In 1999, he led a group of around 100 Gush Shalom activists in a march to Orient House in eastern Jerusalem that served as the headquarters of the PLO in the 80s and 90s where he submitted a declaration to the prominent Palestinian politician, Faisal Husseini “recognizing the right of the Palestinian people to the entire West Bank, the Gaza Strip and East Jerusalem.”
Avnery also opposed the construction of Israel’s security barrier and participated in protests against it, arguing that it was a precursor to annexing Palestinian territory.
He also took part in demonstrations against IDF activities during the intifada in the territories conquered during the Six-Day War.
In 2004, Avnery became a laureate of the Israeli journalism Sokolov Award and continued to conduct interviews and express opinions largely at odds with the mainstream Israeli public.
Avnery also took his political battles to the High Court of Justice (HCJ) submitting in 2011 a Gush Shalom-sponsored petition against Boycott Law.
The petition’s authors argued that the law harmed the basic principles of democracy and that boycotting Israel is a legitimate tool in a democratic society, the use of which cannot be curtailed.
“The Boycott Law is a black stain on the law book of the State of Israel,” Avnery said at the time. “I sincerely hope that the HCJ will rule against it and salvage that which remains of Israeli democracy.”
An uncompromising critic until the end, Avnery continued to voice his opposition to Israeli policies. In January 2017, he published in Yedioth Ahronoth an article stating that he had signed a letter calling on members of the Irish Senate to support a bill proposal that imposes high financial penalties and a prison sentence of five years on people trading with companies located in Israeli settlements.
President Reuven Rivlin expressed his condolences following the news of Avnery’s passing.
“Avnery was an advocate of Jabotinsky’s idea that ‘silence is filthy,’ and his campaign for state recognition of Irgun fighters and a war he waged for freedom of expression paved the Israel’s way as a young state,” Rivling said.
“We had strong disagreements, but they were dwarfed by our desire to build a free and strong society here. May he rest in peace,” he concluded.
Gush Shalom also issued a statement mourning the passing of what it described as the organization’s founding father.
“Until the last moment he continued on the way he had traveled all his life. On Saturday, two weeks ago, he collapsed in his home when he was about to leave for the Rabin Square and attend a demonstration against the ‘Nation State Law’, a few hours after he wrote a sharp article against that law,” the statement said.

• _EXERCISE PROMPT_
In the excerpt about Avnery, what year did he receive the Sokolov Award?

• _SUPPLIED MATERIAL_
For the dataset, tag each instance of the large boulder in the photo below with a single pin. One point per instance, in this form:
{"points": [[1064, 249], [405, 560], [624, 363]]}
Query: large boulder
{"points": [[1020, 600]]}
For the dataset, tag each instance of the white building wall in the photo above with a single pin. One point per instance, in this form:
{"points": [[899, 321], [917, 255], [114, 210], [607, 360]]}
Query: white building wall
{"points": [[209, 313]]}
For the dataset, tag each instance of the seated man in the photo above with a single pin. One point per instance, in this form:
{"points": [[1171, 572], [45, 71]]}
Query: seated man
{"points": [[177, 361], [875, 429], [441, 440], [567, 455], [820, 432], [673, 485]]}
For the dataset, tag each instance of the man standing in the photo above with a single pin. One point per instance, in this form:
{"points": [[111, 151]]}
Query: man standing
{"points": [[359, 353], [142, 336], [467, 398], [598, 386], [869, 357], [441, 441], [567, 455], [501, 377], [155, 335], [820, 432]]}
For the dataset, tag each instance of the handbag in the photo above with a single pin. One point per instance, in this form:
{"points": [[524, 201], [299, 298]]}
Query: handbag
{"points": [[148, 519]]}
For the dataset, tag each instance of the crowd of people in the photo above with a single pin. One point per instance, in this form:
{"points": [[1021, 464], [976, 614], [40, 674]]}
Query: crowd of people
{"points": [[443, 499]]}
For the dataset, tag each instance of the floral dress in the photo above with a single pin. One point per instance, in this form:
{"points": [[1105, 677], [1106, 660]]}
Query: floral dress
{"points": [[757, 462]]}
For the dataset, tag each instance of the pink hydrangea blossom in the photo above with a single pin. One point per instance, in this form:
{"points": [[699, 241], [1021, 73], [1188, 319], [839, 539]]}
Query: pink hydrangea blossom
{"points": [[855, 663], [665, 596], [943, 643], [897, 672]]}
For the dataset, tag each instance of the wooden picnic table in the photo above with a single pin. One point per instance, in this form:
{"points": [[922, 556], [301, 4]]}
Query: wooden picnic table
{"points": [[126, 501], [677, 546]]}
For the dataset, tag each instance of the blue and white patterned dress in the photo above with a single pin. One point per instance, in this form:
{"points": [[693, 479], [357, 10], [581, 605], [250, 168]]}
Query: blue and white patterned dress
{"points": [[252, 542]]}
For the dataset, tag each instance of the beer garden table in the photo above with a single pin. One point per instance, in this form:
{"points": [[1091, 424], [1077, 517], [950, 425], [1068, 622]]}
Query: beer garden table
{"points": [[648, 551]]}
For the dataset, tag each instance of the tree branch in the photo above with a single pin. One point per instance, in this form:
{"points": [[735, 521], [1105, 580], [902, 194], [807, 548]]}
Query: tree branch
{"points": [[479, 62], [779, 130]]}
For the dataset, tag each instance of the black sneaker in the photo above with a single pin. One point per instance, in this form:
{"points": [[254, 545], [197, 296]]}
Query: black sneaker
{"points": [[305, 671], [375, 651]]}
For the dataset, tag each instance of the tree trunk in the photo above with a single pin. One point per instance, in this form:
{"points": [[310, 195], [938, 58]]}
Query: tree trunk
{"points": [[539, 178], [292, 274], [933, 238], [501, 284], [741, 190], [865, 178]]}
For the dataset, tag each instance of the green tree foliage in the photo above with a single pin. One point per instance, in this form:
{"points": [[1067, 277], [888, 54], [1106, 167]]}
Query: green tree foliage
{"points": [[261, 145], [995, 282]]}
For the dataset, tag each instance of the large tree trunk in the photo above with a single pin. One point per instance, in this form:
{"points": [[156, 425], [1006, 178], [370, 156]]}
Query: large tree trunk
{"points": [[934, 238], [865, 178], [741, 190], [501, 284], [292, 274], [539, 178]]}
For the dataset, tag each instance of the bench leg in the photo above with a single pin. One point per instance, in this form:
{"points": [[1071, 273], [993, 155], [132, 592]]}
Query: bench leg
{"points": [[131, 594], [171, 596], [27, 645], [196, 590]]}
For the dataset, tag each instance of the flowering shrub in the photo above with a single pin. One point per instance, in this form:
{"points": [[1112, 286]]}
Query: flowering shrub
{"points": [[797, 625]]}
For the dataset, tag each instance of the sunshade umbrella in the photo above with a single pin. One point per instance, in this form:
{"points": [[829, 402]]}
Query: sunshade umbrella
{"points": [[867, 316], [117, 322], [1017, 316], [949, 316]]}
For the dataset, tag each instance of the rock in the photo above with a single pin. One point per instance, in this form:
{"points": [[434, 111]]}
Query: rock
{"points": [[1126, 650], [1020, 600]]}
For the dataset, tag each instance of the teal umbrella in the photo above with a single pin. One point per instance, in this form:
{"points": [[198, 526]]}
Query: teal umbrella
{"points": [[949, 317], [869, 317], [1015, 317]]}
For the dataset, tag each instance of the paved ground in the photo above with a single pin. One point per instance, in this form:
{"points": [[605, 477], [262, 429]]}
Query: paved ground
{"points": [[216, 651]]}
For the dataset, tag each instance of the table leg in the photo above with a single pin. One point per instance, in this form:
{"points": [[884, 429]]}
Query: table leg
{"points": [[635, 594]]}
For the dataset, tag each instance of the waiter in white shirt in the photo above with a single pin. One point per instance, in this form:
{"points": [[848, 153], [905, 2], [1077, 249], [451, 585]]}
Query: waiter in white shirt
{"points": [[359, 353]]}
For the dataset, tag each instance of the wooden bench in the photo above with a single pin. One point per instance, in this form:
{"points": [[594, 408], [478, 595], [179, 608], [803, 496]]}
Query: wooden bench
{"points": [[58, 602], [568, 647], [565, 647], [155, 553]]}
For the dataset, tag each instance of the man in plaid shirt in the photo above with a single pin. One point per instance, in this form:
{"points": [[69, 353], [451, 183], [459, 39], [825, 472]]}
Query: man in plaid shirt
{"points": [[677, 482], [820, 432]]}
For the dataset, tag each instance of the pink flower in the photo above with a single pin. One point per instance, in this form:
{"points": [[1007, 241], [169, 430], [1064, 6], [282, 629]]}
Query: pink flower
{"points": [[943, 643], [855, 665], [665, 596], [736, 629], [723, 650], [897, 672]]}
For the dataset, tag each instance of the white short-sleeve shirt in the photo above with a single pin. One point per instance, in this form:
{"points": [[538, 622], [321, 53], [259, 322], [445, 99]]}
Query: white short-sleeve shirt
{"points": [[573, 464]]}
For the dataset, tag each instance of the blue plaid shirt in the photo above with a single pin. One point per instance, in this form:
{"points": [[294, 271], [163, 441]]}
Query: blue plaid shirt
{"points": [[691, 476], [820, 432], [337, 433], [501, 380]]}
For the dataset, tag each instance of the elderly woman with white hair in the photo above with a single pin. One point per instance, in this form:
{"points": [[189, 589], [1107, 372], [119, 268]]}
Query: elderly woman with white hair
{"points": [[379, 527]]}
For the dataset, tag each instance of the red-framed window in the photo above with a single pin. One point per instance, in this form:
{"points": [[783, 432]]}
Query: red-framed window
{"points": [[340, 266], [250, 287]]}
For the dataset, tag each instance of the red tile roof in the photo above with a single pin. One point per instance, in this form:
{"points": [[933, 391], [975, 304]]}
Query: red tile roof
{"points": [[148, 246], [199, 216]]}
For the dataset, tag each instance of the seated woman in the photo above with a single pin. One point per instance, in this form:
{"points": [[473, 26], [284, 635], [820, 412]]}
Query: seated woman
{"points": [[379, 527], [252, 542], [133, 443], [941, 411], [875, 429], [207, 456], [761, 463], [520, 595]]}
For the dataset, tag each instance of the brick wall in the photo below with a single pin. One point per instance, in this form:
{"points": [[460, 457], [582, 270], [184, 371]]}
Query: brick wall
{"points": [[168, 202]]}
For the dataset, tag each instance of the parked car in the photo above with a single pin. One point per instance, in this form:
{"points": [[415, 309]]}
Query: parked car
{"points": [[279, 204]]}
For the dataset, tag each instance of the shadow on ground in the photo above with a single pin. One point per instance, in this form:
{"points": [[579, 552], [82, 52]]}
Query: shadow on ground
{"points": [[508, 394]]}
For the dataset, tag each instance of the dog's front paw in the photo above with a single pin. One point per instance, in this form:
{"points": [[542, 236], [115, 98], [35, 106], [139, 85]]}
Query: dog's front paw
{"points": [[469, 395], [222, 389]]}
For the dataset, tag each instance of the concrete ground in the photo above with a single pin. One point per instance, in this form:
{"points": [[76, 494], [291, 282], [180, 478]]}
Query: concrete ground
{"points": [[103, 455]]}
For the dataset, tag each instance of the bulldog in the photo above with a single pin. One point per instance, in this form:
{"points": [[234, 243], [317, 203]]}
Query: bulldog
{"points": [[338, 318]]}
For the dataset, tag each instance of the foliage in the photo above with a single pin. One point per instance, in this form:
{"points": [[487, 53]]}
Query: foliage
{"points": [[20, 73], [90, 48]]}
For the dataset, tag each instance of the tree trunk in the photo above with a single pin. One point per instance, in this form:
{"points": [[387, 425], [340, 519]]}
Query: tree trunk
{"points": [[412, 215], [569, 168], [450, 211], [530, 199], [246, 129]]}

• _SOLUTION TO THIS PROBLEM_
2004